Stored data entries
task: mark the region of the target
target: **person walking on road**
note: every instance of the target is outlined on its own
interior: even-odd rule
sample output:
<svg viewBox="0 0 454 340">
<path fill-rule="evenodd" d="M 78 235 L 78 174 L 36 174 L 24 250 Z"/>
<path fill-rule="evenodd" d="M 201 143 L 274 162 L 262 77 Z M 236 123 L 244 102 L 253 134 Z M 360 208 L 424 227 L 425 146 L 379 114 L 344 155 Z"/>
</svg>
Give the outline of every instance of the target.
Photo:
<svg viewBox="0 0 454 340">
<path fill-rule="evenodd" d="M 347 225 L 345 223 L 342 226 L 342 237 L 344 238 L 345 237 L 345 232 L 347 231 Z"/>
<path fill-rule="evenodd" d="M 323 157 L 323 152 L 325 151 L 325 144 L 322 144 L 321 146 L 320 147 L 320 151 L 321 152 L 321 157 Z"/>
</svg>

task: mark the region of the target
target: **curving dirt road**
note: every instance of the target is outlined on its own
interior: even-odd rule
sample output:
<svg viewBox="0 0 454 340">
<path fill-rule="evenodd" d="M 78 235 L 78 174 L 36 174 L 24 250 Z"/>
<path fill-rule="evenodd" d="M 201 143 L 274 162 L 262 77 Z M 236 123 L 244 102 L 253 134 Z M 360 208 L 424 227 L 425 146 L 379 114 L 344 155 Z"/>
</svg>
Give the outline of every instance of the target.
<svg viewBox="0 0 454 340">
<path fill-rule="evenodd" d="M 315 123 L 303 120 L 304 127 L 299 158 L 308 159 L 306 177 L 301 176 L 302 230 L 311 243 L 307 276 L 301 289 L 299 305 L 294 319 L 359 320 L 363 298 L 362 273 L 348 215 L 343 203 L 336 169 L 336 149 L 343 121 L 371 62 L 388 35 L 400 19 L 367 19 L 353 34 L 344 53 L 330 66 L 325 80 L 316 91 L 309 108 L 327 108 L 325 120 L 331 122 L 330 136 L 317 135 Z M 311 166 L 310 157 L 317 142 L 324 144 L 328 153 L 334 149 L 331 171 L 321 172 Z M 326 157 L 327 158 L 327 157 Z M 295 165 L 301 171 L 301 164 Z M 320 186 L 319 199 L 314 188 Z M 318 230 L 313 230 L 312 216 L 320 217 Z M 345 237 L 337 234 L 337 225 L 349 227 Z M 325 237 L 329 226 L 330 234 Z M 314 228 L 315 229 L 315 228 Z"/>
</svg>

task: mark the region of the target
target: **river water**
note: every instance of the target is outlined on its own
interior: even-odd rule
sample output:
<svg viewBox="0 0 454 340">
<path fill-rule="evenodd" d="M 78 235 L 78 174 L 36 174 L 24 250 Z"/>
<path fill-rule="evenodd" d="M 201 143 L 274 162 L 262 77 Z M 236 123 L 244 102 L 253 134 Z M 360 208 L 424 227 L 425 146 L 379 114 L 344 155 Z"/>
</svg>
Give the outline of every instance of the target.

> **The task**
Please gather each line in the entries above that contains the word "road" and copy those lines as they appear.

> **Exercise output**
target: **person walking on road**
target: **curving dirt road**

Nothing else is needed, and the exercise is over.